-- Work required --
In the records below, turn the lines from the one containing "Segment the small" through the one containing "Provide the mask of the small wall niche." into a Markdown table with two columns, Number and Line. Give each line its own row, number the rows from 1, and leave out blank lines.

****************

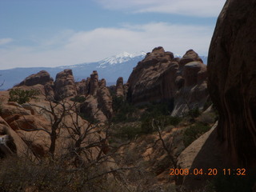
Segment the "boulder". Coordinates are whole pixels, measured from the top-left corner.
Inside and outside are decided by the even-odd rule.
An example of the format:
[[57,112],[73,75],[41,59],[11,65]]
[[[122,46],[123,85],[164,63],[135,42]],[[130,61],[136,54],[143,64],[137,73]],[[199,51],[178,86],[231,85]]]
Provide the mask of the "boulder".
[[[208,89],[234,166],[256,166],[256,2],[227,1],[211,40]],[[226,154],[226,155],[228,155]]]
[[206,73],[206,66],[193,50],[179,59],[157,47],[134,68],[127,98],[135,105],[169,102],[174,116],[195,107],[202,109],[208,98]]
[[54,82],[54,79],[50,76],[50,74],[46,70],[41,70],[37,74],[28,76],[22,82],[21,82],[19,84],[16,85],[15,86],[31,86],[37,84],[52,85],[53,82]]
[[54,97],[60,100],[77,94],[72,70],[64,70],[56,75],[54,82]]
[[99,87],[98,85],[98,75],[96,70],[94,70],[90,74],[90,84],[89,84],[89,94],[96,95],[98,89]]
[[98,90],[98,107],[101,110],[107,119],[111,118],[113,110],[112,110],[112,97],[109,90],[106,87],[102,87]]
[[123,78],[120,77],[118,78],[116,86],[115,86],[115,94],[117,97],[124,97],[125,96],[124,91],[125,90],[123,87]]

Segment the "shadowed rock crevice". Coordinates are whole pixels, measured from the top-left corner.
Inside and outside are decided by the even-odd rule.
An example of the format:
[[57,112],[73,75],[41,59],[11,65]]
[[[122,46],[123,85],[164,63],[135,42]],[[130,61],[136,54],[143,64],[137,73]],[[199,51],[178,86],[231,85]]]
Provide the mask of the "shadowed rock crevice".
[[227,1],[208,58],[209,91],[220,114],[218,135],[236,165],[255,166],[256,2]]

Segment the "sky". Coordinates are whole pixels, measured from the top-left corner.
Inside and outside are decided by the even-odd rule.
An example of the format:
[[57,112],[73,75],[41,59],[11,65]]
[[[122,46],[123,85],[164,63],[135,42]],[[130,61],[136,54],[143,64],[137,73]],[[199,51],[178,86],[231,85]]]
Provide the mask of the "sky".
[[163,46],[206,56],[226,0],[0,0],[0,70]]

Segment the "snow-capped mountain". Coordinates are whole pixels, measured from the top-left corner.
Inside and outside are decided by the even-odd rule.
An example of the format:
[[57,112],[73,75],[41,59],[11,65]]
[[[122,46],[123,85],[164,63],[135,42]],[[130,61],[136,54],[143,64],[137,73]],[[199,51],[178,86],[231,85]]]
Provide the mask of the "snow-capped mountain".
[[99,62],[100,64],[98,68],[105,68],[106,65],[116,65],[122,62],[128,62],[131,60],[132,58],[137,58],[137,57],[142,57],[146,56],[146,53],[144,51],[141,51],[135,54],[129,54],[127,52],[122,52],[122,54],[112,56],[110,58],[107,58],[103,59],[102,61]]
[[99,78],[105,78],[107,85],[115,84],[119,77],[123,77],[127,81],[133,68],[137,63],[145,58],[146,53],[141,51],[135,54],[123,52],[122,54],[105,58],[98,62],[82,63],[72,66],[62,66],[57,67],[30,67],[14,68],[10,70],[0,70],[1,79],[5,81],[1,89],[6,90],[19,83],[25,78],[40,70],[46,70],[51,77],[55,78],[56,74],[64,69],[72,69],[75,81],[81,81],[90,77],[93,70],[97,70]]
[[[133,68],[137,63],[142,61],[146,53],[141,51],[135,54],[123,52],[122,54],[105,58],[100,62],[82,63],[72,66],[62,66],[58,67],[30,67],[30,68],[14,68],[10,70],[0,70],[0,83],[4,81],[4,84],[0,88],[2,90],[10,89],[14,85],[19,83],[25,78],[32,74],[36,74],[40,70],[46,70],[51,77],[55,78],[56,74],[64,69],[72,69],[75,81],[81,81],[90,77],[93,70],[97,70],[99,78],[105,78],[108,86],[115,84],[119,77],[122,77],[126,82]],[[179,54],[174,57],[182,58]],[[204,63],[207,62],[207,57],[200,56]]]

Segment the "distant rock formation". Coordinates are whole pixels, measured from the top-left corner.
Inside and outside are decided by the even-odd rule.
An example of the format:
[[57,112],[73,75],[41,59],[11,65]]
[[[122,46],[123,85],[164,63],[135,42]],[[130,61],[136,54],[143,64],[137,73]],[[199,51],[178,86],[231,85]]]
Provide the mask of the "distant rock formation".
[[90,78],[86,81],[89,90],[86,102],[81,106],[81,111],[87,114],[90,118],[106,122],[112,117],[112,97],[106,87],[106,80],[98,80],[96,70],[93,71]]
[[115,86],[115,94],[117,97],[124,97],[125,96],[125,89],[123,86],[123,78],[122,77],[118,78],[117,80]]
[[50,76],[50,74],[46,70],[41,70],[40,72],[31,74],[26,78],[25,78],[22,82],[19,84],[16,85],[15,86],[31,86],[37,84],[46,85],[50,84],[52,85],[54,82],[54,79]]
[[256,2],[230,0],[221,12],[208,58],[209,91],[218,138],[234,164],[256,165]]
[[56,75],[54,82],[55,99],[59,100],[77,94],[72,70],[64,70]]
[[86,101],[81,104],[81,111],[88,114],[93,119],[105,122],[112,117],[113,113],[112,97],[106,84],[104,78],[98,80],[96,70],[93,71],[90,78],[87,78],[86,80],[75,82],[72,70],[64,70],[56,75],[54,82],[46,71],[40,71],[29,76],[16,87],[33,86],[42,90],[43,86],[42,94],[57,101],[70,97],[83,96]]
[[50,74],[45,70],[41,70],[37,74],[30,75],[14,87],[23,86],[33,86],[36,85],[42,85],[44,88],[41,90],[43,94],[54,97],[54,79],[50,76]]
[[173,115],[202,108],[207,99],[206,66],[194,50],[180,59],[161,46],[154,48],[134,68],[127,84],[134,104],[173,102]]
[[94,70],[90,74],[90,84],[89,84],[89,94],[96,95],[98,90],[98,75],[96,70]]

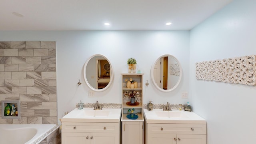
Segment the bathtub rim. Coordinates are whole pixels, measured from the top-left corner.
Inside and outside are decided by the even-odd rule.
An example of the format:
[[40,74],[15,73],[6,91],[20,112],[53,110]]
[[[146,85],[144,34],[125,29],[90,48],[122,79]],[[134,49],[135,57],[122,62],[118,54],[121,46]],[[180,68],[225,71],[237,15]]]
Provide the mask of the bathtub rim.
[[[0,124],[0,127],[1,126],[4,126],[3,128],[10,128],[10,129],[15,129],[17,128],[16,127],[15,127],[15,125],[19,125],[19,126],[21,126],[20,128],[26,128],[26,127],[33,127],[36,128],[37,129],[40,126],[42,126],[42,125],[48,125],[52,126],[50,127],[51,129],[47,130],[48,130],[43,134],[38,134],[37,133],[36,134],[33,138],[30,139],[28,141],[26,142],[24,144],[38,144],[43,140],[44,140],[46,138],[48,137],[50,134],[52,134],[53,132],[57,130],[60,126],[60,125],[56,124]],[[9,126],[8,126],[9,125]],[[36,136],[36,137],[35,137]]]

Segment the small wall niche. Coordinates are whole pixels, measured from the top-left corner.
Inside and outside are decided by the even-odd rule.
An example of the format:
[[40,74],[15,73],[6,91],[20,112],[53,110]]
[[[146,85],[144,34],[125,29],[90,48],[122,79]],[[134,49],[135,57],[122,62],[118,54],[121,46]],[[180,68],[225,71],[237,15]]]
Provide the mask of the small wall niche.
[[[7,107],[8,104],[10,106],[10,108]],[[20,119],[20,106],[19,100],[3,100],[2,101],[2,118]]]

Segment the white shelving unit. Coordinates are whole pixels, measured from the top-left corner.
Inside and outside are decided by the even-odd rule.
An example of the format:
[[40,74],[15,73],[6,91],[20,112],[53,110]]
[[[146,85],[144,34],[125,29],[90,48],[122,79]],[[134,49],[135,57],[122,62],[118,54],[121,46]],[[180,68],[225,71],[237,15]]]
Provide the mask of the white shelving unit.
[[[122,143],[123,144],[143,144],[143,132],[144,117],[143,114],[143,74],[121,74],[122,88]],[[126,87],[126,79],[132,78],[138,83],[138,87],[130,88]],[[138,92],[136,104],[130,103],[128,96],[126,96],[124,93],[127,92]],[[130,109],[134,108],[134,114],[138,116],[136,119],[127,118],[126,116],[130,114],[128,112]]]

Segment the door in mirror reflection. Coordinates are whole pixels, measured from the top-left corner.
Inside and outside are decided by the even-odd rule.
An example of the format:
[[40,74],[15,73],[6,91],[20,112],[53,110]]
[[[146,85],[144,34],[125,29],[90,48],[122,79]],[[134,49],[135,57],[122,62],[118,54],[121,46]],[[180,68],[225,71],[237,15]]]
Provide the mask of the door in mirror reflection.
[[87,60],[84,68],[84,76],[88,86],[97,92],[106,89],[112,80],[112,68],[109,60],[104,56],[92,56]]
[[181,68],[172,55],[162,56],[152,66],[151,78],[155,86],[161,91],[167,92],[175,88],[181,78]]

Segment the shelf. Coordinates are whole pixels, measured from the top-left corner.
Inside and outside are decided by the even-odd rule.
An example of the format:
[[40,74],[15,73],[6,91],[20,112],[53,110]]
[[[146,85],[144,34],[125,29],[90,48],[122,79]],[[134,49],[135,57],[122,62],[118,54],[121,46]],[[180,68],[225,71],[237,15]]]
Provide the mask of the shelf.
[[142,90],[142,88],[141,87],[138,87],[137,88],[127,88],[126,87],[123,87],[123,90]]
[[[138,115],[138,118],[136,120],[132,120],[129,119],[126,117],[127,114],[123,114],[123,116],[121,118],[121,121],[144,121],[144,118],[142,116],[142,115]],[[136,114],[135,114],[137,115]]]
[[130,76],[130,75],[143,75],[144,74],[137,74],[137,73],[127,73],[127,74],[121,74],[121,75],[125,76]]
[[123,102],[123,108],[142,108],[142,105],[141,102],[137,106],[130,106],[126,104],[126,102]]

****************

-- Complete output --
| Number | Line |
|---|---|
| 1 | Segment the small wall niche. Coordinates are whole pixels, measured from the top-left corner. |
| 2 | Inside and outside are decided by the even-odd rule. |
| 3 | An example of the format: |
| 4 | [[40,74],[15,73],[6,91],[20,112],[53,110]] |
| 5 | [[[146,85],[144,34],[125,29],[90,48],[122,79]],[[134,49],[135,57],[122,62],[118,54],[121,46]],[[180,68],[225,71],[237,15]]] |
| 6 | Provide the mask of the small wall niche. |